# Electric briquette starter?



## puckhed33 (Aug 11, 2015)

Would one of those hoop style electric briquette starters work for cold smoking or would it get too hot?













SIL_ElectricCharcoalStarter_Grillfinity-EverydayPr



__ puckhed33
__ Aug 11, 2015






Also I have an offset smoker. Would I use the firebox or put the wood under the cheese?


----------



## daveomak (Aug 11, 2015)

For smoking cheese, I prefer the temperature to be around 60 deg. F inside the smoker...   I use the AMNPS in a detached mailbox mod...


----------



## oregon smoker (Aug 21, 2015)

puckhed33 said:


> Would one of those hoop style electric briquette starters work for cold smoking or would it get too hot?
> 
> 
> 
> ...


i do not think these are designed to be plugged in and ran for an extended time. it could burn out or possibly over heat and catch fire? JUST My Opinion.

Tom


----------



## bmaddox (Aug 21, 2015)

If you are looking for a plug in element you should look at counter top electric burners. They are around $20 and you can adjust the temp on them.

■ SHORT PROBLEM ■
Carry on the forum thread about using an electric briquette starter for cold smoking, picking up after its last post. The records are separate material and have no connection to the thread.

■ RECORDS ■
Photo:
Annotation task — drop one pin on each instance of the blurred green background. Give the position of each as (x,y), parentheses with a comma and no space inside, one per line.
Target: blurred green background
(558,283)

--

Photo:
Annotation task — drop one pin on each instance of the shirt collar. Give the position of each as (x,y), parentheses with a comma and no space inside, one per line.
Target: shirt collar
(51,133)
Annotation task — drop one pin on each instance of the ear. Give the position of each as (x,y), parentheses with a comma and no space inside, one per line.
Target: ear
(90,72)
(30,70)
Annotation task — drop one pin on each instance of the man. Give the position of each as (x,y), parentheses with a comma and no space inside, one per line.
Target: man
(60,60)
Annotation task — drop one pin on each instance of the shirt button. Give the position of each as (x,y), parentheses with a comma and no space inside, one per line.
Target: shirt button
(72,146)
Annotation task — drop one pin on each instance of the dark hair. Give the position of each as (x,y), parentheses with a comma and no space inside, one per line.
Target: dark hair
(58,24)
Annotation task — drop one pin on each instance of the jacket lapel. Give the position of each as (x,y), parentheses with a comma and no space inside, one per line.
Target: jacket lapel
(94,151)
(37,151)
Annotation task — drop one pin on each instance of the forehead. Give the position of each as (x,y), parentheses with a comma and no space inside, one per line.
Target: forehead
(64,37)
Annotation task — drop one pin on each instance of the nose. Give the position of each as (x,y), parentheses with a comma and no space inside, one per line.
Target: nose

* * *

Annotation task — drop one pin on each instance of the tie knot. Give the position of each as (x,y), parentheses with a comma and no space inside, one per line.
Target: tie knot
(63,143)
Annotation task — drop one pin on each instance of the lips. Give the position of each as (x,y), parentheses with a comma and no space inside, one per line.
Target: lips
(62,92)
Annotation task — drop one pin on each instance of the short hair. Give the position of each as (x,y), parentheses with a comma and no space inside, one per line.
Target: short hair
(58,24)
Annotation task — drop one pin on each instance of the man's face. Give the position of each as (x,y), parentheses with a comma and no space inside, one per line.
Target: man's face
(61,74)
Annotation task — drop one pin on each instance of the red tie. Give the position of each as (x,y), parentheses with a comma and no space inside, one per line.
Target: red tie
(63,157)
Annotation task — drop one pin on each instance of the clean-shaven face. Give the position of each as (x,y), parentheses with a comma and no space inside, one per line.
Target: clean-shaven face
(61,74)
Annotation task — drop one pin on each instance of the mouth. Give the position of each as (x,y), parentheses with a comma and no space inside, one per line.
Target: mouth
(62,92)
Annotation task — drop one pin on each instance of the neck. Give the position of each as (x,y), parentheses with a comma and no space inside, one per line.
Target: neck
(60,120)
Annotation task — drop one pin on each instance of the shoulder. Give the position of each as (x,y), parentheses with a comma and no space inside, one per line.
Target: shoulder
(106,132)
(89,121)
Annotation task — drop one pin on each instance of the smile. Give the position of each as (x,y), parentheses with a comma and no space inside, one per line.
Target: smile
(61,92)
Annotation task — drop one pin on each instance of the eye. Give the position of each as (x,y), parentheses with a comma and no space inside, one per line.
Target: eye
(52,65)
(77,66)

■ RESULT OF THE EXERCISE ■
----------



## crankybuzzard (Aug 21, 2015)

DaveOmak said:


> For smoking cheese, I prefer the temperature to be around 60 deg. F inside the smoker... I use the AMNPS in a detached mailbox mod...









http://www.amazenproducts.com/Default.asp


----------



## puckhed33 (Aug 21, 2015)

Thanks for the info.


----------



## ak1 (Aug 22, 2015)

That thing would get too hot...it gets red hot and isn't really designed to go more than 20 minutes.


----------



## mdboatbum (Aug 22, 2015)

Just buy or make a pellet tube smoker. I honestly don't think believe there is a better solution for cold smoking.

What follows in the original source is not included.